Your reply must contain exactly the lines running from the one with "Can you find the green" to the last line of the entries below, both included, and no other lines.
---------- DATA SUPPLIED ----------
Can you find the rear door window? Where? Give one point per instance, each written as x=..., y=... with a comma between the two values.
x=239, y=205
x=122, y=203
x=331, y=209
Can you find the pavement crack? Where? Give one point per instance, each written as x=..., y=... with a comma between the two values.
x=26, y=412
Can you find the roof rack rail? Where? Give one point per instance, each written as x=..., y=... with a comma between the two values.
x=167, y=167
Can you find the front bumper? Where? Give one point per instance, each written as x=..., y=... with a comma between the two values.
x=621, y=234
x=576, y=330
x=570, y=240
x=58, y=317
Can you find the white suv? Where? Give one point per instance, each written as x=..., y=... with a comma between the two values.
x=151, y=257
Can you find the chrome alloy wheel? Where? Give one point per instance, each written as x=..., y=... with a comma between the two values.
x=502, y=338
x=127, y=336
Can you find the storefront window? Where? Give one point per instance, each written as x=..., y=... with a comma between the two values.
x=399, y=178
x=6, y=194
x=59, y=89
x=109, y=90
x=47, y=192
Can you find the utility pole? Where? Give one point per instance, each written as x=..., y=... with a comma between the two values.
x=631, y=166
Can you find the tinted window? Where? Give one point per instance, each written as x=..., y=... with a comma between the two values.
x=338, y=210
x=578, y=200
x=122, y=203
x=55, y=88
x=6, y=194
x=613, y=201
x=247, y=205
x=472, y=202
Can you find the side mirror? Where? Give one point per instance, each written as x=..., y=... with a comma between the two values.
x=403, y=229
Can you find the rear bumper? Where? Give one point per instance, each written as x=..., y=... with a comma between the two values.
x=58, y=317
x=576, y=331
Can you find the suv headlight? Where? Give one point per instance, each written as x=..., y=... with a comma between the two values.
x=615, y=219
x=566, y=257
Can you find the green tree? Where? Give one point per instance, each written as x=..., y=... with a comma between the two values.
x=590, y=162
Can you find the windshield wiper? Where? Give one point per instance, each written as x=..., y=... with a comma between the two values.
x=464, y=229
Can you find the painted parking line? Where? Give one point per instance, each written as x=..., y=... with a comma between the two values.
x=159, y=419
----------
TASK OUTPUT:
Can you find the green tree? Where? Give one point per instance, each written as x=..., y=... with a comma between the two values.
x=590, y=162
Can you find the windshield wiper? Where? Give one point per instance, each written as x=..., y=... with a comma between the two values.
x=464, y=229
Can you find the painted parking line? Where? Give one point per instance, each written as x=..., y=... with a comma between the two values.
x=159, y=419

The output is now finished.